--- Document ---

————————

What I "got" was that the "Hillary Clinton is unelectable" argument has nothing to do with whether she's electable or not
-- it has to do with keeping her from getting nominated because it speaks to the deepest fears of those with the power to nominate her. And because Karl Rove may just be the most brilliant Republican strategist in the history of politics my gut tells me if he REALLY thought she was "unelectable" he'd be doing whatever he could to see that she WAS the Democratic nominee ... because who wouldn't want to run THEIR candidate against someone who was "unelectable?"

If Karl Rove ends up being a felon for his actions in the White House it won't surprise me. That Karl Rove would choose his words lightly or unadvisedly at this crucial point in an primary election campaign would surprise me.

Give the devil his due: he's smarter than that. And thanks to him I feel smarter already.

Thanks to Karl Rove I'm no longer worried that Hillary Clinton is "not electable." And what that does is free me to up to really LISTEN to her positions and her proposals and weigh them along with the other candidates. It gives me the freedom to look for the BEST from among a field of great candidates as I make up my own mind about who to vote for here in Calfornia on February 5th. And it gives me a whole new set of questions -- and answers! -- for those dinner table discussions.

So if you want to talk politics over dinner give me a call -- I'm your girl!


Caminante said...

Yeah, and Karl also said that the Repubs were going to get the House and Senate in 2006; the numbers were certain of it. Still, I don't trust his words or actions further than I can get to the bottom of this little box in which I am typing.

Anonymous said...

Dear Rev. Russell:

On the war, the soldiers are right, they always are. We have done what we came to do, time to leave, but not in a way that leaves the Iraqi's at the mercy of their many, many enemies. We would have been smarter to wait and not charge in, but we're there and we should clean up the mess before we pull out. But pull out we should.

For me the political season is waaaaay too long. We never get anything done in this country because we are always working towards the next election. Our Democratic Congress elected last November has done, exactly what in the past 10 months? Basically posture and talk about the next election. Where do I get that job?

As to Hillary. I am one who will never vote for her. I actually liked her husband, although I never voted for him. I thought he had an incredibly hard ride with Republicans, the same ones who complain about the hard ride their President is now getting.
Here's my problem: Since 1989 we've had Bush-Clinton-Bush, that's 20 years of the same two families as leaders. Enough already! I haven't heard Jeb saying he wanted to run, but I wouldn't put it past the family.
There simply has to be someone out there who is neither a Bush or Clinton with perhaps some new, bold ideas to lead this country. I'm somewhat intrigued by Obama, but worry that he actually has less government experience than did Dan Quayle. But in another way that encourages me. Perhaps we need a government novice, one who wouldn't be tied to so many special interests and personal history.

————————

--- Task goal ---
Can you retype the passage of the post on Karl Rove and Hillary Clinton that begins at the words "Give the devil" and stops after "Caminante said..."?

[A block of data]
————————

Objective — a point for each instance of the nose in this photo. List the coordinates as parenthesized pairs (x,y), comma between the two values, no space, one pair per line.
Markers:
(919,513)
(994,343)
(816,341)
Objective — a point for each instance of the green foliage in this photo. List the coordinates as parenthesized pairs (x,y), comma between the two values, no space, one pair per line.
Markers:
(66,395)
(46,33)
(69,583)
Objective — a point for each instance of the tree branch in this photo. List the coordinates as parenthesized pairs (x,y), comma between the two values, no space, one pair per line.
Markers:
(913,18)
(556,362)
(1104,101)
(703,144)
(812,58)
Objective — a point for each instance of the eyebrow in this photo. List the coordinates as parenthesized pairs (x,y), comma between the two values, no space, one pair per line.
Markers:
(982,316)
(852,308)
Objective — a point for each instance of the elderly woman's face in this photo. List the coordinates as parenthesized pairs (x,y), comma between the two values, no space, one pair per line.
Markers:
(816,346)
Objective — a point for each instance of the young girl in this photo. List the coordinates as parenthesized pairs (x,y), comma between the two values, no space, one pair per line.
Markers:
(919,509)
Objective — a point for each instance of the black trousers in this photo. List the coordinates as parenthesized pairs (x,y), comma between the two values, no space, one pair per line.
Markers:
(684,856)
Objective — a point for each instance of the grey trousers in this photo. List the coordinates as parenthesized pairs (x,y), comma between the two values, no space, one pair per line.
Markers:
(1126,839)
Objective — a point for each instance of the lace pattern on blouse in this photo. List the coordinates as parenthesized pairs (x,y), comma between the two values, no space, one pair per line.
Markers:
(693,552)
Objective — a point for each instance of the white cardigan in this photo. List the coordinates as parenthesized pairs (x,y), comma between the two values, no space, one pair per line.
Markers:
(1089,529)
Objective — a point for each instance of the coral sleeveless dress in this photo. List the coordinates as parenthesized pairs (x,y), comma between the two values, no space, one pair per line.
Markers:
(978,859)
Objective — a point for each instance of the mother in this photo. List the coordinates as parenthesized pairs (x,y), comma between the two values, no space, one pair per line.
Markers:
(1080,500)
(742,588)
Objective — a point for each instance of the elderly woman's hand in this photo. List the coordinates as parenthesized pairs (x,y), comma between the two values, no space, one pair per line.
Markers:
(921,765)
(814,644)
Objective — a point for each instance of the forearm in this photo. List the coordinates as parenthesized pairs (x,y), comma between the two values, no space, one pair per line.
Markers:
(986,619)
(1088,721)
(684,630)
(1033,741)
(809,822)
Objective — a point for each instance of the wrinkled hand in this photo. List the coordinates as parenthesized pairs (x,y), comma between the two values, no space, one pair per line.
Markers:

————————

--- Output of the task ---
Give the devil his due: he's smarter than that. And thanks to him I feel smarter already.

Thanks to Karl Rove I'm no longer worried that Hillary Clinton is "not electable." And what that does is free me to up to really LISTEN to her positions and her proposals and weigh them along with the other candidates. It gives me the freedom to look for the BEST from among a field of great candidates as I make up my own mind about who to vote for here in Calfornia on February 5th. And it gives me a whole new set of questions -- and answers! -- for those dinner table discussions.

So if you want to talk politics over dinner give me a call -- I'm your girl!


Caminante said...